• [What you will do]: Search the material for the word "player" and report each line where it turns up.

##### Given data #####

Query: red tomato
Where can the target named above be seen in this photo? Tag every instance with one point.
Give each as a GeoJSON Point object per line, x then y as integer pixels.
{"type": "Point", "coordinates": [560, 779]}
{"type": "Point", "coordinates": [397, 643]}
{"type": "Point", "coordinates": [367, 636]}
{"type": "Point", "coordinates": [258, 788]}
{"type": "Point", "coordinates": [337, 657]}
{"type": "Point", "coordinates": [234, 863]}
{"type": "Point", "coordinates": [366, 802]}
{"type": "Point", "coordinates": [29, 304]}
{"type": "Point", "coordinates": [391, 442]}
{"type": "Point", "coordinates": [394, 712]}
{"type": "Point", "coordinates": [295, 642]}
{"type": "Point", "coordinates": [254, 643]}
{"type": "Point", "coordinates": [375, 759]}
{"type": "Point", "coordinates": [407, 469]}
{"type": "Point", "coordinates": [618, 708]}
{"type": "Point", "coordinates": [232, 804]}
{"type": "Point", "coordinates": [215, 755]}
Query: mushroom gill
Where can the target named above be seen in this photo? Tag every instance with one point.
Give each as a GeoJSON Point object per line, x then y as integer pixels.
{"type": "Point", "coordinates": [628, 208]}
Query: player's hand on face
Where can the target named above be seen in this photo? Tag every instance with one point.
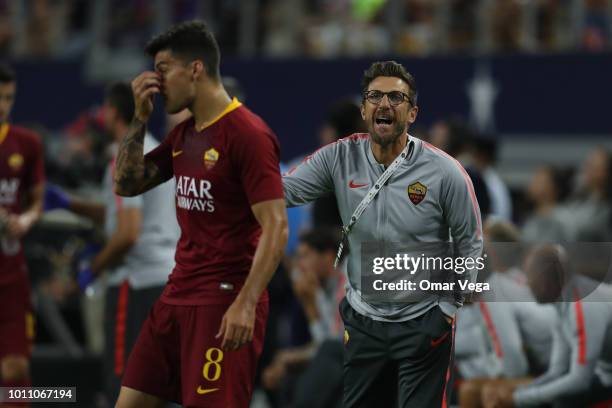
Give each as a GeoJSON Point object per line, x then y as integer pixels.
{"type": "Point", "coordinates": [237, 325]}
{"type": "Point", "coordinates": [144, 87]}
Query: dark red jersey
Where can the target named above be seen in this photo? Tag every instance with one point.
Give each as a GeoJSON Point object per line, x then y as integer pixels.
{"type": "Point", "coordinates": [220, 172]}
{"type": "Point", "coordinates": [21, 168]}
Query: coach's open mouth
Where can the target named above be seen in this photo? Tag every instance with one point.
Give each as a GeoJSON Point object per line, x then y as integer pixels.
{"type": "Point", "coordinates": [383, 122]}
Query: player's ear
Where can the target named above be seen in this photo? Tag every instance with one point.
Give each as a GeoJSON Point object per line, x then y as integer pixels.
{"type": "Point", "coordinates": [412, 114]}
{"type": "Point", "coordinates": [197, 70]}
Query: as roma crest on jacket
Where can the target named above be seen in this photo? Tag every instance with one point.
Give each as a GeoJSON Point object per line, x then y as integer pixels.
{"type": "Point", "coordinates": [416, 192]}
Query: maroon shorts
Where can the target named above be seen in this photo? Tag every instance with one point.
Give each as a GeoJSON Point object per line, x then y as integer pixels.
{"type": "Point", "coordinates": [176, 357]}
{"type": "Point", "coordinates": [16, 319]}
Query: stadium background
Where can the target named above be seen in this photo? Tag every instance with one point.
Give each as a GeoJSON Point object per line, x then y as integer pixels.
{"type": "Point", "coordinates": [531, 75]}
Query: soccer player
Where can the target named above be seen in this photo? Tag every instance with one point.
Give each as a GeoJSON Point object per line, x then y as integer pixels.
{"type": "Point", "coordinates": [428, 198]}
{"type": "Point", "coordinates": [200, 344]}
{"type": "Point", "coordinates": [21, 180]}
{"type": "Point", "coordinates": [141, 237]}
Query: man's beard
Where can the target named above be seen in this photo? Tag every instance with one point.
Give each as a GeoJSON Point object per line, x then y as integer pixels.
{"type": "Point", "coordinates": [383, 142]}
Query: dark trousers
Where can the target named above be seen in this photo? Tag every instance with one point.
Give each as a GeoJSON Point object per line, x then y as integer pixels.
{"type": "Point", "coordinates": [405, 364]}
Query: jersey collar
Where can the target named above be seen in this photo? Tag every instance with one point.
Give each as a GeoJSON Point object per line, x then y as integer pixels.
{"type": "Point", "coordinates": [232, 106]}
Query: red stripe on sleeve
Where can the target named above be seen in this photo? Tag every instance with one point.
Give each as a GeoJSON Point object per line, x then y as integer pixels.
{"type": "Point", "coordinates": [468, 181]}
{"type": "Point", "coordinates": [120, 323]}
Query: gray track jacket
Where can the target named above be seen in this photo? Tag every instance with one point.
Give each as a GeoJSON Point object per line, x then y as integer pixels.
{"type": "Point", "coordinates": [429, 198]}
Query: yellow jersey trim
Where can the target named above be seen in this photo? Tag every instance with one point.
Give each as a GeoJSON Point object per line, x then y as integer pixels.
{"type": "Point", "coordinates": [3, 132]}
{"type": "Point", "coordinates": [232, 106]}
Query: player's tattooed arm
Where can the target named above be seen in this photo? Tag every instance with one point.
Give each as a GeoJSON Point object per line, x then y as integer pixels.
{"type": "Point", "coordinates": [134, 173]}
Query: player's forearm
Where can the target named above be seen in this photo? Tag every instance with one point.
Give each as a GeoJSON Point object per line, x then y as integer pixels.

#####

• [Answer for this exercise]:
Query: player's hand on face
Query: player's ear
Query: soccer player
Query: player's tattooed arm
Query: player's forearm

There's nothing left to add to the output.